WHAT YOU NEED TO DO =>
Look below for the line with "Segment every instance of the dark necktie"; begin the copy there and stop after the line with "Query: lanyard", keeping the text exact and the pictures out.
#### LISTED RECORDS
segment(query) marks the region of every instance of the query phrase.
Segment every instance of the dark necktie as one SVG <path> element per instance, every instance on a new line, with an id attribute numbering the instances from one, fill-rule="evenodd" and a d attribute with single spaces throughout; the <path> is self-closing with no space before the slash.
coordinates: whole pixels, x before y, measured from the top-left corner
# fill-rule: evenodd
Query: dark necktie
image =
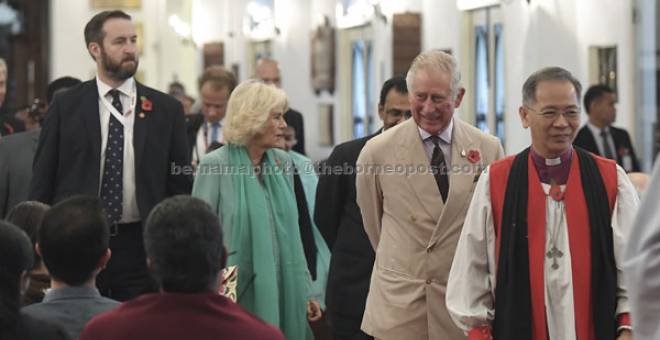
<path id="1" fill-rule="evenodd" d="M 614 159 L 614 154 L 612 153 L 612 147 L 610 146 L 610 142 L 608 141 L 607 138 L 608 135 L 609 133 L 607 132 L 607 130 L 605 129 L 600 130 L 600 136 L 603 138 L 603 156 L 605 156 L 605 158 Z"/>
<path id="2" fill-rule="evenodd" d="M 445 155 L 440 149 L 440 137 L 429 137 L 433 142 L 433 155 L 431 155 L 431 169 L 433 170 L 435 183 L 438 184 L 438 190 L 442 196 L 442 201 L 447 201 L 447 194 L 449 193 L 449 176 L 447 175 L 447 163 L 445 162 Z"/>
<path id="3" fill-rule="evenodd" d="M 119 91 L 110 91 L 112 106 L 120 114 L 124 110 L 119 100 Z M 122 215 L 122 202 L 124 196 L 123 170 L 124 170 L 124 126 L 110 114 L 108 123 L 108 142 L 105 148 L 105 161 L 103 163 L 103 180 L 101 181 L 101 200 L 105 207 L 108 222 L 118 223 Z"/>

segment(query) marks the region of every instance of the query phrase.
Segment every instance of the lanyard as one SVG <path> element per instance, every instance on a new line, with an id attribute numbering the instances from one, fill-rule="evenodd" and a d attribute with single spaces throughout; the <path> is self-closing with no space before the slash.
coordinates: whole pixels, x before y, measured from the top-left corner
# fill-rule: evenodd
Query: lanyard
########
#### LISTED RECORDS
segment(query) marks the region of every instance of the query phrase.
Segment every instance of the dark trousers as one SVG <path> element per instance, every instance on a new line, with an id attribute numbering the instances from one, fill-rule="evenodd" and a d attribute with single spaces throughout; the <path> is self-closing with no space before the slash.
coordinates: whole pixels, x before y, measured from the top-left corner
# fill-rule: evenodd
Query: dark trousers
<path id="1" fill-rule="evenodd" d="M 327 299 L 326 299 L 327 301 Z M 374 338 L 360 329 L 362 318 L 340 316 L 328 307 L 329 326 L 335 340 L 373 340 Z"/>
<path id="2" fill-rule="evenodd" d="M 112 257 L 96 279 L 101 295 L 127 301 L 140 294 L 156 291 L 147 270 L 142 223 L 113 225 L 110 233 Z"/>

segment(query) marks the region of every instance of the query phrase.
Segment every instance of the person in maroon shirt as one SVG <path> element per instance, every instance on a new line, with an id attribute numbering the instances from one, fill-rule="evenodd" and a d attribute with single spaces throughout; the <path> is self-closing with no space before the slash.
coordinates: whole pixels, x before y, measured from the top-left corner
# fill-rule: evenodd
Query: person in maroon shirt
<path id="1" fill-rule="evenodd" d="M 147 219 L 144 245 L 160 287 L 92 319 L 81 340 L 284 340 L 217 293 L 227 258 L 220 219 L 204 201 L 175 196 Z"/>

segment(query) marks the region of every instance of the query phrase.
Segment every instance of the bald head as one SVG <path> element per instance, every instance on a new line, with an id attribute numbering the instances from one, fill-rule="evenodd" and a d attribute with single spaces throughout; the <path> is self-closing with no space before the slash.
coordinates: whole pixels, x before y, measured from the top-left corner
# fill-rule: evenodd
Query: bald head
########
WRITTEN RESPONSE =>
Segment every instance of the dark necktie as one SVG <path> element per instance, every instance on a new line, with an id attribute numbering the instances from one, fill-rule="evenodd" and a d attribute with single spaces throughout; the <path> is self-closing with no space before the slash.
coordinates: whole pixels, x before y, measured from the top-left corner
# fill-rule: evenodd
Query: dark necktie
image =
<path id="1" fill-rule="evenodd" d="M 614 159 L 614 154 L 612 153 L 612 147 L 610 146 L 610 142 L 608 141 L 607 138 L 608 135 L 609 133 L 607 132 L 607 130 L 605 129 L 600 130 L 600 136 L 603 138 L 603 156 L 605 156 L 605 158 Z"/>
<path id="2" fill-rule="evenodd" d="M 445 155 L 440 149 L 440 137 L 429 137 L 433 142 L 433 155 L 431 155 L 431 169 L 433 170 L 435 183 L 438 184 L 438 190 L 442 196 L 442 201 L 447 201 L 447 194 L 449 193 L 449 176 L 447 175 L 447 163 L 445 162 Z"/>
<path id="3" fill-rule="evenodd" d="M 119 91 L 110 91 L 112 106 L 120 114 L 124 110 L 119 100 Z M 122 215 L 122 202 L 124 196 L 123 170 L 124 170 L 124 126 L 110 114 L 108 123 L 108 142 L 105 148 L 105 161 L 103 163 L 103 180 L 101 181 L 101 200 L 105 207 L 108 222 L 118 223 Z"/>

segment(query) marks the region of every instance of the query phrase.
Segment every instance of the lanyard as one SVG <path> element per instance, every instance on a new line, with an id attribute numbering the instances from one, fill-rule="evenodd" and a d attribute with single spaces throughout; the <path> is self-closing with no space before the slash.
coordinates: whole pixels, x before y, measured from the top-left corner
# fill-rule: evenodd
Query: lanyard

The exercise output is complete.